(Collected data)

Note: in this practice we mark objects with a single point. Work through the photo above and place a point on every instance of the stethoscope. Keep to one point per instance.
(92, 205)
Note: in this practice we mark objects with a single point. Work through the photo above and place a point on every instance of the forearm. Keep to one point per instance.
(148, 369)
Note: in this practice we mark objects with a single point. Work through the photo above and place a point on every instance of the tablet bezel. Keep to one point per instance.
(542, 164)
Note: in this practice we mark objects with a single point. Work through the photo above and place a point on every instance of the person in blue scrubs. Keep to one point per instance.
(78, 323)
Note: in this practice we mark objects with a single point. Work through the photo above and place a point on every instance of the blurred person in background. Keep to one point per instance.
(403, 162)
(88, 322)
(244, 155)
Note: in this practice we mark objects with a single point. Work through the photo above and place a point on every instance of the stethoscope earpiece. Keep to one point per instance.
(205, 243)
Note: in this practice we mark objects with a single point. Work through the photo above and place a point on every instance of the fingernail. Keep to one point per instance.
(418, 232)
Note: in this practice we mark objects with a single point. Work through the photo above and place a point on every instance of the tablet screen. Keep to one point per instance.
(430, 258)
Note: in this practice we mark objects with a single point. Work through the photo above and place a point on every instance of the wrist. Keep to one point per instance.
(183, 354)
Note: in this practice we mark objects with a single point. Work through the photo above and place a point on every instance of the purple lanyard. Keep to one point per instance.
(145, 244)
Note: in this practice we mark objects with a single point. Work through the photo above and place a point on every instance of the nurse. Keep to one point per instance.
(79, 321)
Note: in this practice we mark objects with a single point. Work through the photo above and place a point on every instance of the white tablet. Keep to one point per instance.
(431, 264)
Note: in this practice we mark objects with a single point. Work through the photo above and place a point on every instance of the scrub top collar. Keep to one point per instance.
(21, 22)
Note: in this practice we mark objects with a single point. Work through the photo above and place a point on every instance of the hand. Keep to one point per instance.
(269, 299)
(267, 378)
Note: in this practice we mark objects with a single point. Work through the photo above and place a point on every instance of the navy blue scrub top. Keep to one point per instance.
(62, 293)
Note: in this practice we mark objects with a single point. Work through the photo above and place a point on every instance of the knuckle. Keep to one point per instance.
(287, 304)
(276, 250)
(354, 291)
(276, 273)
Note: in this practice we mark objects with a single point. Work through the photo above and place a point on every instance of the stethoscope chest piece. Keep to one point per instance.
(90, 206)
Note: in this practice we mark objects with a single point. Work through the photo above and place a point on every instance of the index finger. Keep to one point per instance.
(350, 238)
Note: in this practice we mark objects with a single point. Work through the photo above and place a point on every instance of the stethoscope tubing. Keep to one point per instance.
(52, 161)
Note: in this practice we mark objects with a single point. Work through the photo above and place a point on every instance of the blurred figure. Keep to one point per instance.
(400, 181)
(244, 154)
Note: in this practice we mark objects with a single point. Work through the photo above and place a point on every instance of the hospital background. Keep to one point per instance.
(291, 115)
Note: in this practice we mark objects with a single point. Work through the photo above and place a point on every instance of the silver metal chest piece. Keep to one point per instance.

*Task to complete*
Your response should consist solely of the lines from the one containing "figure. Keep to one point per instance." to the end of the entries, both ends included, exactly as they appear.

*Completed exercise*
Note: in this practice we mark objects with a single point. Work through the photo above and place a point on every instance of the blurred figure. Keep to one point per instance.
(400, 181)
(244, 154)
Note: in this practice we mark objects with a single point. Work through the photo above and place a point on every instance of the hospital background. Keep to one point per instance.
(291, 115)
Note: in this practice we mark objects with a single point. Work through the photo above and place a point on every instance of the silver metal chest piece. Keep to one point per instance.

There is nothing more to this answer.